The required output is the exact sequence of lines from the line holding "Task: put a dot on each instance of the garage" to the end of the records, inclusive.

INPUT RECORDS:
-*-

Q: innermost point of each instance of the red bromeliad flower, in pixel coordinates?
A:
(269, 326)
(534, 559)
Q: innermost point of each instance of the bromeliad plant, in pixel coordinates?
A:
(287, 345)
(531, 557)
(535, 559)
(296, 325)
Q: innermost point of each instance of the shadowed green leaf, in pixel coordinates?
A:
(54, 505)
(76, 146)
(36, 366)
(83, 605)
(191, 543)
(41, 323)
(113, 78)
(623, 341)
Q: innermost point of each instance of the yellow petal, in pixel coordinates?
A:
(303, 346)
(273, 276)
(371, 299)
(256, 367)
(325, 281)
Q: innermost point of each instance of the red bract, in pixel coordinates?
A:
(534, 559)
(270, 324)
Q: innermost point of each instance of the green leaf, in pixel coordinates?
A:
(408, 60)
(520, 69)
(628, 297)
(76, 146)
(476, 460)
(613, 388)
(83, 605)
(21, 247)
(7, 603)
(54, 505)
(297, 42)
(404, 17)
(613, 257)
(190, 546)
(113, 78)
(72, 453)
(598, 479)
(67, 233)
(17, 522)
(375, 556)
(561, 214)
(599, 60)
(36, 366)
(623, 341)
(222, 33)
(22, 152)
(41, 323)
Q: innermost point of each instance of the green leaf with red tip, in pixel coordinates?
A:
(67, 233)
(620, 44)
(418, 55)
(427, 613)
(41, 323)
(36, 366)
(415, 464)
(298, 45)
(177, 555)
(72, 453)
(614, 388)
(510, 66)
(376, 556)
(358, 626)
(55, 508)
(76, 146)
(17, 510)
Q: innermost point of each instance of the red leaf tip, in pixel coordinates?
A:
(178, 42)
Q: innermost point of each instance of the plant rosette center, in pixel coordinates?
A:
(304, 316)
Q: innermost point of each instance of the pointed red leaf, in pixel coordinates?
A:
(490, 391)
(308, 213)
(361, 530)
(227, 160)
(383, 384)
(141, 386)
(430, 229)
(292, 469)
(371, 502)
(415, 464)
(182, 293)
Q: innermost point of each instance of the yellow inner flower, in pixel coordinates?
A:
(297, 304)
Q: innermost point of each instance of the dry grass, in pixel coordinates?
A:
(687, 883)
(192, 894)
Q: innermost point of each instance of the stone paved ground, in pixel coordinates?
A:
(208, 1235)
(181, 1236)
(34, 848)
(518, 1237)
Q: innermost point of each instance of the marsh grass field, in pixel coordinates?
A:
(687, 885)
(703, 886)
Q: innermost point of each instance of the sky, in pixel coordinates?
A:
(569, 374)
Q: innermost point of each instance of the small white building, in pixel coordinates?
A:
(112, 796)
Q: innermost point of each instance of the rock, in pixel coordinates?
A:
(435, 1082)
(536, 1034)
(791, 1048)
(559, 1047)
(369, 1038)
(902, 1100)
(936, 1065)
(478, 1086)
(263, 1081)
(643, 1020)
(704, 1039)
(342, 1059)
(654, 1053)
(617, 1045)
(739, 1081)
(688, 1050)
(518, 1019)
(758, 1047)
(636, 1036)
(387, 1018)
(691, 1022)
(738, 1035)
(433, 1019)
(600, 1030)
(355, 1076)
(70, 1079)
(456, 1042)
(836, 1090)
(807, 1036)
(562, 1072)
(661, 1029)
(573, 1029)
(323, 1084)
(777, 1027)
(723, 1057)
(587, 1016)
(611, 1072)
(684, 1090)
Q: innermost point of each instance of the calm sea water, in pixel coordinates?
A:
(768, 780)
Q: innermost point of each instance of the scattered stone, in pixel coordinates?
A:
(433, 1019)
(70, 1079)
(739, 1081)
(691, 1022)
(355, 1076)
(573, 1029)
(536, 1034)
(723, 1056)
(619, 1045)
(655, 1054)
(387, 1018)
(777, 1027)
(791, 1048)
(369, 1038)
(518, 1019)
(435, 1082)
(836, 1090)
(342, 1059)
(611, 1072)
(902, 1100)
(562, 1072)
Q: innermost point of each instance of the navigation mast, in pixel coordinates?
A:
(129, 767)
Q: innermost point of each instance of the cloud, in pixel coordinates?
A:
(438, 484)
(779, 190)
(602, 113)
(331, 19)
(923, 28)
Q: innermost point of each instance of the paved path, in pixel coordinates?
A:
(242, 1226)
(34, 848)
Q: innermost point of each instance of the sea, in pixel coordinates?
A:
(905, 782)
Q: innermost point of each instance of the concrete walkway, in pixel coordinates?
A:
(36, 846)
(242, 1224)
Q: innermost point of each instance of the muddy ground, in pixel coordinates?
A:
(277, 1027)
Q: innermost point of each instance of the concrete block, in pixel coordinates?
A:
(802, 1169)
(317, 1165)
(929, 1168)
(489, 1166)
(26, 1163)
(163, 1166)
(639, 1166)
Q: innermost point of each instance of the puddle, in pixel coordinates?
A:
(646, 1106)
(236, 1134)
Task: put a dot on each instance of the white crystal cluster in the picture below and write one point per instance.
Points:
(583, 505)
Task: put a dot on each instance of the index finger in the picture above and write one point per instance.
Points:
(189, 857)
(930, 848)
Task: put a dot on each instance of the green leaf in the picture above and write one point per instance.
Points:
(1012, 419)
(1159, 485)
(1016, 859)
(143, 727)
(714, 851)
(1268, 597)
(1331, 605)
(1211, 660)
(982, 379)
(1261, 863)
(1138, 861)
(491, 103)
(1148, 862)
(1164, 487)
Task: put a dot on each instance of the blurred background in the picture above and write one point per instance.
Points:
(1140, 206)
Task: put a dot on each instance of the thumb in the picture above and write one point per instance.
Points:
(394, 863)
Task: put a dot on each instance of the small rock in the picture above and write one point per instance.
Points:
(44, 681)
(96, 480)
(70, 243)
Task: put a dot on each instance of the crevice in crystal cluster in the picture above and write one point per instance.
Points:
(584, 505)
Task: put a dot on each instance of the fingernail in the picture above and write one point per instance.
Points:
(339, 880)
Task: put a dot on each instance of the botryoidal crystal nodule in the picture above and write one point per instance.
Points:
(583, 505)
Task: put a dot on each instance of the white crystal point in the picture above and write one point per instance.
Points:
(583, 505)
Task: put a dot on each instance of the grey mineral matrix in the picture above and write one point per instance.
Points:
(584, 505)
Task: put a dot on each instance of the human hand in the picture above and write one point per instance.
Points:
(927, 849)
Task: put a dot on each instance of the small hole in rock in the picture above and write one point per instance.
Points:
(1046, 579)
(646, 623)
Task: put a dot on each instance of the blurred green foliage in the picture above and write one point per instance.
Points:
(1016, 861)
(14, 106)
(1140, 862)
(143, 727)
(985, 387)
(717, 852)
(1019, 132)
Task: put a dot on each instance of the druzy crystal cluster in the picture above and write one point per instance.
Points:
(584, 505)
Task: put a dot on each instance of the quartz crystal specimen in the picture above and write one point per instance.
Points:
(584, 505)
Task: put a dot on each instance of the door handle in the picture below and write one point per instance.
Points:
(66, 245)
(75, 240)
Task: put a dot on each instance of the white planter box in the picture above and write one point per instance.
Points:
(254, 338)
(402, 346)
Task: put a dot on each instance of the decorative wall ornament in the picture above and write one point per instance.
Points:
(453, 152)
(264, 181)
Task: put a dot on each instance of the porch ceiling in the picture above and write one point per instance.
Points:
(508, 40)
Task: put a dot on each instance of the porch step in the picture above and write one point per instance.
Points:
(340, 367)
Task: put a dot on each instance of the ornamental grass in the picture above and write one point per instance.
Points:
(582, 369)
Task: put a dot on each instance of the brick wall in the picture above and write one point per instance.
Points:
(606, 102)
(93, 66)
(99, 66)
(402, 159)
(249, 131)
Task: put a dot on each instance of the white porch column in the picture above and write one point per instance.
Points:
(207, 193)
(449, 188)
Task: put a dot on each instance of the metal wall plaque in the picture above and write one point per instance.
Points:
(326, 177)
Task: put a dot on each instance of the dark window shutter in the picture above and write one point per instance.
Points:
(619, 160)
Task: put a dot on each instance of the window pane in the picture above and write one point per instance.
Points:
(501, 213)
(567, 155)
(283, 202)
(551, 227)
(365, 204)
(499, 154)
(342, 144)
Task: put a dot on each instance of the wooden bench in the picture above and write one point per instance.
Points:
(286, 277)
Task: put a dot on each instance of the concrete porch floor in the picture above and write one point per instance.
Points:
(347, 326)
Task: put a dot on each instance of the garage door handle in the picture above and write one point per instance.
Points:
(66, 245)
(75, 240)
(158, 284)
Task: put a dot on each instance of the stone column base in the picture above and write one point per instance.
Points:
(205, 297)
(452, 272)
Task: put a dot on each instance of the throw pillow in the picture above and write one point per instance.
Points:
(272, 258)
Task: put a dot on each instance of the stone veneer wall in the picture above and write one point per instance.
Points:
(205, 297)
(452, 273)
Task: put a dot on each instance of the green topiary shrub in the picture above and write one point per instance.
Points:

-*-

WRITTEN SOLUTION:
Task: put a dot on each instance of the garage door handle in the picture above and write one point per instance.
Points:
(66, 245)
(75, 240)
(158, 284)
Task: put a dot on each instance of the stone column base in the picture above and write one point per instance.
Points:
(205, 297)
(452, 272)
Task: put a dot on each instance of the throw pillow in the picture above and write one point per instance.
Points:
(272, 258)
Task: put a dot on each instance of the stone veneer wall in the picture above and write one point per instance.
Points:
(205, 297)
(452, 273)
Task: put a dot on each instance of the green topiary shrub in the picture above and write one point per instance.
Points:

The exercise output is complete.